→ **Document excerpt**
════════════════════

Fifteen patients have died and more than 100 patients are in intensive care with suspected swine flu as doctors warned that the disease is turning out to be more severe than last year.
Intensive care specialists said that the NHS was under greater pressure than 12 months ago. There has been a surge of cases admitted to hospital in the last 10 days and in the North-west the numbers are above those at the peak of last year's pandemic.
Five deaths were reported in the North-west yesterday, including that of Kay Burdett, a 32-year-old mother-of-two from Liverpool, who had received hospital treatment for asthma.
In the North-east, the situation is "as bad as or worse than" at the peak last year, according to public health specialists. Most of those affected are aged 18-35, including pregnant women, the obese and those with chronic health problems.
Ten of the worst affected patients whose lungs have given out, including three pregnant women, are being treated on Extra-Corporeal Membrane Oxygenation (ECMO) machines. A further six critically ill patients are waiting for spaces on the machines to become available. Extra beds have been opened in four hospitals at Papworth in Huntingdonshire, the Royal Brompton in London, Newcastle Upon Tyne NHS trust and University Hospitals of South Manchester, in addition to the existing unit at Glenfield Hospital in Leicester.
Last year only Papworth and the Royal Brompton were opened.
The numbers of severely ill patients have taken specialists by surprise because monitoring suggests low levels of swine flu in the community.
There have been an unconfirmed reports of 17 flu deaths in the UK not including Scotland – 15 of which are associated with H1N1 swine flu.
Bob Winter, president of the Intensive Care Society and a consultant in Nottingham, said: "Something different is happening this year. The last 10 days have seen a sudden surge of activity. The numbers in intensive care are increasing across the UK. In the north west they are more than at the peak of the pandemic.

════════════════════

→ **Work request 1**
Summarize the swine flu article in two sentences.
→ **Work request 2**
According to the swine flu article, how many critically ill patients are waiting for spaces on the ECMO machines?
→ **Work request 3**
Continue the swine flu article from its last sentence.

→ **Saved data entries**
════════════════════

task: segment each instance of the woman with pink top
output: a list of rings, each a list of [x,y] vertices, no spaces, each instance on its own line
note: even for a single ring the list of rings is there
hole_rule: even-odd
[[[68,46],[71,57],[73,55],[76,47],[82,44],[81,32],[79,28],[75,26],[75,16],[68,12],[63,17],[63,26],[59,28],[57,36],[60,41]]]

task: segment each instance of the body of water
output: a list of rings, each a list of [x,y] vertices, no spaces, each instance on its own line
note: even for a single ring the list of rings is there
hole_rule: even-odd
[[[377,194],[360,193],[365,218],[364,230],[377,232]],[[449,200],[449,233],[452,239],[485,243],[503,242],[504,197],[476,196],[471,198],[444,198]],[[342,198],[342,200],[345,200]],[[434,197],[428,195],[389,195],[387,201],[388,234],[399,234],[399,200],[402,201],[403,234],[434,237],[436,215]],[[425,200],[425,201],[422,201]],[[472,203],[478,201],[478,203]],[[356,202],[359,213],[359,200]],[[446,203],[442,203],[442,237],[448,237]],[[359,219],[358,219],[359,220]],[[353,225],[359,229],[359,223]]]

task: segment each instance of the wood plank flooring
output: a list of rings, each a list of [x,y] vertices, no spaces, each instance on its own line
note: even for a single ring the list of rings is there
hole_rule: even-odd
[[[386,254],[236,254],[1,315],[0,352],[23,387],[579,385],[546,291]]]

════════════════════

→ **Response 1**
Fifteen patients have died and more than 100 are in intensive care with suspected swine flu, and doctors warn that the disease is proving more severe than last year, with North-west numbers above last year's pandemic peak. Ten of the worst affected patients are on ECMO machines and six more are waiting for spaces, while extra beds have been opened in four hospitals in addition to the existing unit at Glenfield Hospital in Leicester.

→ **Response 2**
Six.

→ **Response 3**
"We have told the Department of Health that this is emerging as a serious issue. We suggested the groups convened last year for swine flu critical care planning should be reconvened. The disease seems disproportionately severe."
Richard Firmin, director of the the UK's main ECMO centre at Glenfield Hospital, Leicester, with five beds, said: "It is very busy, even busier than last year. The way we are headed we are not sure we will have enough capacity. We have 15 beds open altogether – we didn't need more than 12 last year. We have pretty much activated all those who can do it.
"No one was expecting it to be worse this year than last year."
ECMO is a highly-skilled technique requiring twice the number of nurses of an intensive care bed. Nurses must be specially trained and that "cannot be done in a week", Dr Firmin said.
"We have already had to escalate [provision of ECMO beds] two steps beyond what we had last year. Things are at least as bad as they were last year in intensive care generally, as well as ECMO. What we don't know is whether this is the peak or there is worse to come. Our feeling is it is probably going to get worse. If it gets a lot worse we could be in a lot of difficulty."
Last year the NHS had narrowly avoided having to restrict hospitals to emergency-only surgery in order to keep enough intensive care beds open for swine flu patients, but that may be unavoidable this year, Mr Firmin said. "The signs are that we are heading that way – keeping emergency ITU beds available when needed [for swine flu patients]. No one has declared so far but it is having an impact."
NHS Chief Executive Sir David Nicholson said: "There is always more pressure at this time of year. But the NHS is well-prepared."
A spokesperson for the Health Protection Agency said it was updating the number of deaths on a weekly basis and was monitoring the situation carefully.